ACTION ITEM: Each record that follows must be printed exactly as given.

TASK INPUT:
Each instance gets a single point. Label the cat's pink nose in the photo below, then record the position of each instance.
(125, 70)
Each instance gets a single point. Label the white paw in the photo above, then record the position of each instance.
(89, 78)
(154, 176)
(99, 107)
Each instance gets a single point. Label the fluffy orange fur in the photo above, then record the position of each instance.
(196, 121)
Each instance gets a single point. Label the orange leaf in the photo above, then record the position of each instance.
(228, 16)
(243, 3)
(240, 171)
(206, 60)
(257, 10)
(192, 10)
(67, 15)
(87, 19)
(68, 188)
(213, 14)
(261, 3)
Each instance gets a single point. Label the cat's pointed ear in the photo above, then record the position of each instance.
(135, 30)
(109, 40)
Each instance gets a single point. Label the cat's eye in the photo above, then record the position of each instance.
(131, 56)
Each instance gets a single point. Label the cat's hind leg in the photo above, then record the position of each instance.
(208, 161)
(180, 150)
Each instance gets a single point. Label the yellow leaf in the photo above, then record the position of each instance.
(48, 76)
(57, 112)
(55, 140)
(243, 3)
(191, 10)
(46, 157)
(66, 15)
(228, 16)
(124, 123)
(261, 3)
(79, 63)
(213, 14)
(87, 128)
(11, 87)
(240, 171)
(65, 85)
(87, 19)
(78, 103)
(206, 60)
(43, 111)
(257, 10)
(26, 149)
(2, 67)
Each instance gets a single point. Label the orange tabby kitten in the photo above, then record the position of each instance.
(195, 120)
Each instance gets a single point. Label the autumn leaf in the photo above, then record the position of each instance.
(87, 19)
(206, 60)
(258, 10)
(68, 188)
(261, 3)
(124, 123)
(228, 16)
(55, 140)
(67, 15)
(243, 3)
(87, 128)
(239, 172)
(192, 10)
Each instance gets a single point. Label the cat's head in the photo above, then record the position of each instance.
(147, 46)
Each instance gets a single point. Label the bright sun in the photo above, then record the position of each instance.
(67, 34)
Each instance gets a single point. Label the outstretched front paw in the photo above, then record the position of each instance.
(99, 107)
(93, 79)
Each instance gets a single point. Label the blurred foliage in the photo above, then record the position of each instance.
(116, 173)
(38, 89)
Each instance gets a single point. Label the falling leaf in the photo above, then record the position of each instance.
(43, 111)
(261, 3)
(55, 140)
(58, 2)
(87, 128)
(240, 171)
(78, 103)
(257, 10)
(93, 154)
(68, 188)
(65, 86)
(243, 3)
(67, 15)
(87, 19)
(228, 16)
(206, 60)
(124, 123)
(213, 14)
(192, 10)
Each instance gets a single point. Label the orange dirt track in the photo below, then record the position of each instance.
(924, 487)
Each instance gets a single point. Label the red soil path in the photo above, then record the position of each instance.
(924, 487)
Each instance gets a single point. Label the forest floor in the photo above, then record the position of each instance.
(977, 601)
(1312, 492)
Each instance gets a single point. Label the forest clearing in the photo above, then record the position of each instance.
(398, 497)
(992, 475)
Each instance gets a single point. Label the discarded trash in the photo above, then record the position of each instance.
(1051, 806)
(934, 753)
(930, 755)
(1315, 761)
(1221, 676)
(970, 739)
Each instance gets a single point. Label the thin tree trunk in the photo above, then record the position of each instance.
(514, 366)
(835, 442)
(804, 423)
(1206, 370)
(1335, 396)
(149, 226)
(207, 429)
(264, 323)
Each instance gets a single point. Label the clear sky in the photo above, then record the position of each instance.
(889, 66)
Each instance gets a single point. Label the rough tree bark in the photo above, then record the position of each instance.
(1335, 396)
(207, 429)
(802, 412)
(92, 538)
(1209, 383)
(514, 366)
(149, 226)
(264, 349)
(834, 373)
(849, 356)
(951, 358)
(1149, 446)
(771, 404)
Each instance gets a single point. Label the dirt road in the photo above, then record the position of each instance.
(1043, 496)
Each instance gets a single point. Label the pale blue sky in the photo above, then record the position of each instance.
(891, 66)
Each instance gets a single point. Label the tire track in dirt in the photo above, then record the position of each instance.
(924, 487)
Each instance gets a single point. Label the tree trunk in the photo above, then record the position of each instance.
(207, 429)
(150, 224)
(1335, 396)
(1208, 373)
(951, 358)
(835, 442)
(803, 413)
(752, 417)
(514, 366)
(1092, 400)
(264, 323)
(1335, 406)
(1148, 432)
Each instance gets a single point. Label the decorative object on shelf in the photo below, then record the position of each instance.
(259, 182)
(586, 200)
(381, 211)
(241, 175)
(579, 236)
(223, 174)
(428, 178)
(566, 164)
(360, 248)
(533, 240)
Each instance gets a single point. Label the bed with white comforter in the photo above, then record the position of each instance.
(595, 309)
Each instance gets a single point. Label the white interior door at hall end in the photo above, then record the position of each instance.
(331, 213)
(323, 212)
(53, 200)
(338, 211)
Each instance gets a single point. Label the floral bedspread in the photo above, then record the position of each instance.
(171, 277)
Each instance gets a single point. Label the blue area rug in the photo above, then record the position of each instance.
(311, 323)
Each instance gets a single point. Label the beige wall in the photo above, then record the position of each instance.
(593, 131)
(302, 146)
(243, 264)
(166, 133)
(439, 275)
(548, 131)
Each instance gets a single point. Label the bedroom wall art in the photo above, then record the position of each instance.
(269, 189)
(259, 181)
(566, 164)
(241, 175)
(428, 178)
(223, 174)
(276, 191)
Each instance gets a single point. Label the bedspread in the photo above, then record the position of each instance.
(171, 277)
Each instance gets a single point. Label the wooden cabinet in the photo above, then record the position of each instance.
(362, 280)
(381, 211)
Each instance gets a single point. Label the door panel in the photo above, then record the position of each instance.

RESPONSE:
Each instance gets a single point. Label the cat's pink nose in the photo below, then record the position of each instance.
(125, 70)
Each instance gets a single point. Label the white paw in the photo above, then record the position of each instance.
(89, 78)
(154, 176)
(99, 107)
Each instance gets a single point. Label the fluffy orange fur in the photo above, then record the position of each instance.
(196, 121)
Each instance gets a single point. Label the orange leaf in the photo above, then record the position of each instance.
(228, 16)
(243, 3)
(240, 171)
(206, 60)
(257, 10)
(192, 10)
(67, 15)
(87, 19)
(68, 188)
(213, 14)
(261, 3)
Each instance gets a single point. Label the cat's pointed ear in the photo above, then record the position of each instance.
(135, 30)
(109, 40)
Each instance gets a single point. Label the cat's eye in the photo above, then record the position of each instance.
(131, 56)
Each instance gets a single point. Label the cat's hind leg in the photo above, then record the position of each instance.
(208, 161)
(180, 150)
Each instance gets a single point. Label the yellow leaf in the photo above, then record the position of each instance.
(48, 76)
(57, 112)
(55, 140)
(243, 3)
(191, 10)
(46, 157)
(66, 15)
(228, 16)
(124, 123)
(261, 3)
(79, 63)
(213, 14)
(87, 128)
(11, 87)
(240, 171)
(65, 85)
(87, 19)
(78, 103)
(206, 60)
(43, 111)
(257, 10)
(26, 149)
(2, 67)
Each instance gets a single point. Label the orange tabby kitten in the photo above, then record the position of each instance.
(195, 120)
Each instance gets a single point. Label the autumn leaf in the photo above, then record the position of each instance.
(87, 19)
(206, 60)
(258, 10)
(68, 188)
(261, 3)
(124, 123)
(228, 16)
(55, 140)
(67, 15)
(243, 3)
(87, 128)
(239, 172)
(192, 10)
Each instance gets a single point. Label the cat's head in the photo above, then record the position of each instance.
(147, 46)
Each instance gets a single point. Label the bright sun in the photo above, then record the position of each instance.
(67, 34)
Each instance gets a single point. Label the outstretched front paw in the photo above, then record the position of each instance.
(99, 107)
(93, 79)
Each instance gets a single point. Label the blurred foliage in the photo above, then record the position of each instance.
(116, 173)
(38, 89)
Each instance gets a single point. Label the falling leaf in the photo above, then record the position of each instance.
(43, 111)
(261, 3)
(55, 140)
(58, 2)
(87, 128)
(240, 171)
(78, 103)
(257, 10)
(93, 154)
(68, 188)
(65, 86)
(243, 3)
(67, 15)
(87, 19)
(228, 16)
(206, 60)
(124, 123)
(213, 14)
(192, 10)
Each instance gets a single point. Label the orange dirt track in the photo below, then record the position of each instance.
(924, 487)
Each instance gets a single point. Label the red soil path in the photo above, then record the position of each instance.
(924, 487)
Each instance gets a single point. Label the forest floor in the photo above, then record the position of each instance.
(977, 601)
(1312, 492)
Each instance gets a single point. Label the forest clearing in the photo above, then record the position of each instance.
(398, 497)
(992, 475)
Each instance gets a single point. Label the discarded trash in the photo above, then record the position of each instance.
(1051, 806)
(934, 753)
(930, 755)
(1315, 761)
(1221, 676)
(970, 739)
Each instance gets a single point. Label the thin tree trunk in the photo above, then record the position of each instance.
(514, 366)
(835, 442)
(804, 423)
(1206, 370)
(1335, 396)
(149, 226)
(207, 429)
(264, 323)
Each instance gets a single point. Label the clear sky in the photo above, then record the position of each instance.
(889, 66)
Each instance gets a single point. Label the rough tree bark in the photo above, then record the position of each instance.
(1335, 396)
(207, 429)
(802, 412)
(92, 538)
(1209, 383)
(514, 366)
(149, 226)
(264, 349)
(834, 373)
(849, 356)
(951, 358)
(1149, 446)
(771, 404)
Each instance gets a single point. Label the dirt road in the photo above, then record the position of each instance.
(1043, 496)
Each instance gets a single point. Label the pale blue sky in the photo above, then record the position of each instance.
(891, 66)
Each instance gets a single point. Label the tire track in dirt in the photo above, then record the position of each instance.
(924, 487)
Each instance gets a single point. Label the tree trunk in the photo above, then record the position of each instance.
(207, 429)
(150, 224)
(1335, 396)
(1208, 373)
(951, 358)
(835, 442)
(803, 413)
(752, 417)
(514, 366)
(1092, 400)
(264, 323)
(1335, 406)
(1148, 432)
Each instance gets a single point. Label the decorative object on shelf in the photo below, then record the position of each instance.
(259, 182)
(586, 200)
(381, 211)
(241, 175)
(579, 236)
(223, 174)
(428, 178)
(566, 164)
(360, 248)
(533, 240)
Each instance gets a single point. Label the bed with white comforter in the photo above, then record the position of each instance.
(595, 309)
Each instance gets a single point. Label the white interior door at hall end in the photo above, then record the position of each instance.
(331, 213)
(323, 212)
(53, 200)
(338, 211)
Each instance gets a single point. Label the floral bedspread in the photo above, then record the position of each instance.
(171, 277)
Each instance gets a single point. Label the blue area rug in the photo above, then record the position of each instance.
(311, 323)
Each instance gets a single point. Label the beige wall in the photo above, then record the position of each instance.
(593, 131)
(302, 146)
(243, 264)
(166, 133)
(439, 275)
(548, 131)
Each instance gets a single point. Label the bedroom wall art in the photo above, then record the position of each instance.
(269, 189)
(259, 181)
(566, 164)
(241, 175)
(428, 178)
(223, 174)
(276, 191)
Each instance gets a single point. Label the bedspread in the photo above, then record the position of each instance.
(171, 277)
Each instance gets a single point. Label the wooden cabinet in the photo above, then record the position of each instance.
(362, 280)
(381, 211)
Each instance gets a single point. Label the door panel in the photo above, then record the position of each instance.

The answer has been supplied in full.